* _Problem_: Rewrite the listing below with every "marking one point per instance" replaced by "placing one point for each instance", leaving everything else unchanged.

Point labeling examples:
-- -- --
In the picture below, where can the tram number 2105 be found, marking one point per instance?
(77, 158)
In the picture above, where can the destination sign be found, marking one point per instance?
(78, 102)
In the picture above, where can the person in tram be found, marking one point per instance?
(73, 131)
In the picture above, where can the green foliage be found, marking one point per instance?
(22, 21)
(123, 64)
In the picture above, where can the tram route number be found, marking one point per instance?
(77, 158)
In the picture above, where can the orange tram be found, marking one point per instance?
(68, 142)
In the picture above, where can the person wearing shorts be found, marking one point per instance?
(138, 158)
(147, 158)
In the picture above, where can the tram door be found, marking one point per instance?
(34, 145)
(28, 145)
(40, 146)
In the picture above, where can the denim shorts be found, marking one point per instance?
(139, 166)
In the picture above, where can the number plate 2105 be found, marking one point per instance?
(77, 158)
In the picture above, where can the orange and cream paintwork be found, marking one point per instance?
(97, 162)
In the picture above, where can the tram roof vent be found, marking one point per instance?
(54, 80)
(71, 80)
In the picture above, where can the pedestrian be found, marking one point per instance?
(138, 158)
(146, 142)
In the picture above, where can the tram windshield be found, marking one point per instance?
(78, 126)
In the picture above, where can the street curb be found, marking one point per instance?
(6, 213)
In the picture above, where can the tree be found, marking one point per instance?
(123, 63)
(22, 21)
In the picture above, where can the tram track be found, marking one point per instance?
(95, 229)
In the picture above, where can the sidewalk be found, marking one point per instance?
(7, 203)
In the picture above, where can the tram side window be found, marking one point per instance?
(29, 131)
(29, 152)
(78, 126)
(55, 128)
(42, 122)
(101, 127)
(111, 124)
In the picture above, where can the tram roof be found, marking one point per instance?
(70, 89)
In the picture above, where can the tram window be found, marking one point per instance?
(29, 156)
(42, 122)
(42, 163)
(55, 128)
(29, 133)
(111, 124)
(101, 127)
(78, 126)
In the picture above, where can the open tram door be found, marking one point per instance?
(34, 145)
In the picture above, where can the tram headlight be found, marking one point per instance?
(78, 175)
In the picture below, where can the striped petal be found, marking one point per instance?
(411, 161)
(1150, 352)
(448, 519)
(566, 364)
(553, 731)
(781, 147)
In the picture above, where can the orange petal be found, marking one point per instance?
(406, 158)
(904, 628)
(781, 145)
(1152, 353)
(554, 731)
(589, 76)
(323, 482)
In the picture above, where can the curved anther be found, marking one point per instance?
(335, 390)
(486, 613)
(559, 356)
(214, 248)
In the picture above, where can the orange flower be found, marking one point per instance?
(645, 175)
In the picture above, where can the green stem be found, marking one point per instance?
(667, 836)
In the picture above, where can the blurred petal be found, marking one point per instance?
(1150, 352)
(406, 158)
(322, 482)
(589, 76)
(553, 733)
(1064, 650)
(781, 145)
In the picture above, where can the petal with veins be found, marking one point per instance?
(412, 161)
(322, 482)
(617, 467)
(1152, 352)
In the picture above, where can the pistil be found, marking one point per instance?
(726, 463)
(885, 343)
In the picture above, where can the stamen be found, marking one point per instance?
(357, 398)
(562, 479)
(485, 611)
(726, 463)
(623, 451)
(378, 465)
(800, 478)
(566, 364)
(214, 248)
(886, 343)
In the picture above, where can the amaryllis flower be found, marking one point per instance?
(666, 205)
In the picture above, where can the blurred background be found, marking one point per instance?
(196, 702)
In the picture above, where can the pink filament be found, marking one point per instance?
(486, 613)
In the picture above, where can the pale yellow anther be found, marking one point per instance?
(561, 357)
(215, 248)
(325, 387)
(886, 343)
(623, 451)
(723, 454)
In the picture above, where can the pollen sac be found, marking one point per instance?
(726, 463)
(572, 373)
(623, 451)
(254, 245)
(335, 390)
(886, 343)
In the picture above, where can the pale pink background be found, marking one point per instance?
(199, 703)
-- -- --
* _Answer to the problem_:
In the picture below, where can the tram number 2105 be found, placing one point for each instance?
(77, 158)
In the picture above, where can the destination sign be found, placing one point for each instance?
(78, 102)
In the picture above, where can the person in tram be found, placing one point for each instance?
(73, 131)
In the picture above, where can the green foliage be found, placing one point for each instance?
(22, 21)
(123, 64)
In the picture above, where can the tram route number be found, placing one point for each instance?
(77, 158)
In the picture above, where can the orange tram be found, placing one point for each instance?
(68, 142)
In the picture above, where can the person wearing shorts be found, placing one point for each instance?
(138, 158)
(147, 158)
In the picture above, where can the tram door be found, placing one point for each instance?
(34, 145)
(28, 145)
(40, 146)
In the picture above, where can the denim shorts be found, placing one point for each instance?
(139, 166)
In the picture above, where can the number plate 2105 be found, placing one point for each instance?
(77, 158)
In the picture above, where can the orange and cream paintwork be found, placing one point for each instance?
(97, 162)
In the picture above, where can the tram roof vent be found, placing one point for each instance?
(54, 80)
(71, 80)
In the picture above, where can the pedestrian be found, placing one point for each instance?
(138, 158)
(146, 142)
In the picture above, where can the tram windshield be found, placing one point for each instance?
(78, 126)
In the picture above, where can the street curb be found, placing one point for each instance?
(6, 213)
In the picture above, where can the tree be found, placing one point for each instance?
(123, 63)
(22, 21)
In the picture above, where can the tram track be found, placing one point for each instance?
(95, 229)
In the picture above, where can the sidewalk be found, placing one point for each instance?
(7, 203)
In the picture above, where can the tram side window be found, placing one point for each instance?
(29, 131)
(29, 152)
(78, 126)
(55, 128)
(42, 122)
(101, 127)
(111, 124)
In the picture above, where can the tram roof be found, placing one point for each instance?
(70, 89)
In the picture above, where can the tram window be found, placing one point for each instance?
(29, 156)
(42, 122)
(42, 163)
(55, 128)
(29, 133)
(111, 124)
(101, 127)
(78, 126)
In the picture above, where can the open tram door be found, placing one point for each instance?
(34, 145)
In the picture above, where can the tram headlight be found, placing one point for each instance?
(78, 175)
In the picture below, where can the striped petal be found, placing one point for each instance?
(411, 161)
(1150, 352)
(448, 519)
(566, 364)
(553, 731)
(781, 147)
In the picture above, where can the orange petal be found, placing one point for each instance?
(406, 158)
(904, 628)
(781, 145)
(1152, 353)
(554, 731)
(589, 76)
(323, 482)
In the picture above, where can the curved anther be found, placing one point for each instance?
(335, 390)
(486, 613)
(559, 356)
(214, 248)
In the picture above, where can the orange flower be found, placing one point for each instance?
(645, 175)
In the picture above, where can the green stem be found, placing one point for each instance?
(667, 836)
In the picture above, where can the blurred petal be found, placing one point for each instance?
(1150, 352)
(406, 158)
(322, 482)
(589, 76)
(553, 733)
(1064, 650)
(781, 145)
In the picture above, where can the petal with veins be found, placing one point for each instance?
(412, 161)
(322, 482)
(617, 467)
(1152, 352)
In the picture above, where can the pistil be found, placing one point for each instance?
(726, 463)
(885, 343)
In the picture above, where can the stamen be found, placing one point for each instance?
(357, 398)
(562, 479)
(485, 611)
(726, 463)
(623, 451)
(378, 465)
(800, 478)
(566, 364)
(214, 248)
(886, 343)
In the picture above, where can the amaryllis flower be found, placing one point for each instance?
(666, 205)
In the picture above, where can the blurred background be found, placing one point for each instance?
(196, 702)
In the picture above, where can the pink filament be found, placing one point for each instance?
(486, 613)
In the picture above, where can the pale yellow anther be found, placing one point for each instance?
(561, 357)
(215, 248)
(325, 387)
(886, 343)
(623, 451)
(723, 454)
In the picture above, where can the pollen sac be found, placing one point for each instance?
(726, 463)
(572, 373)
(623, 451)
(254, 245)
(335, 390)
(886, 343)
In the picture above, where can the pale pink background be found, placing one point for each instance?
(199, 703)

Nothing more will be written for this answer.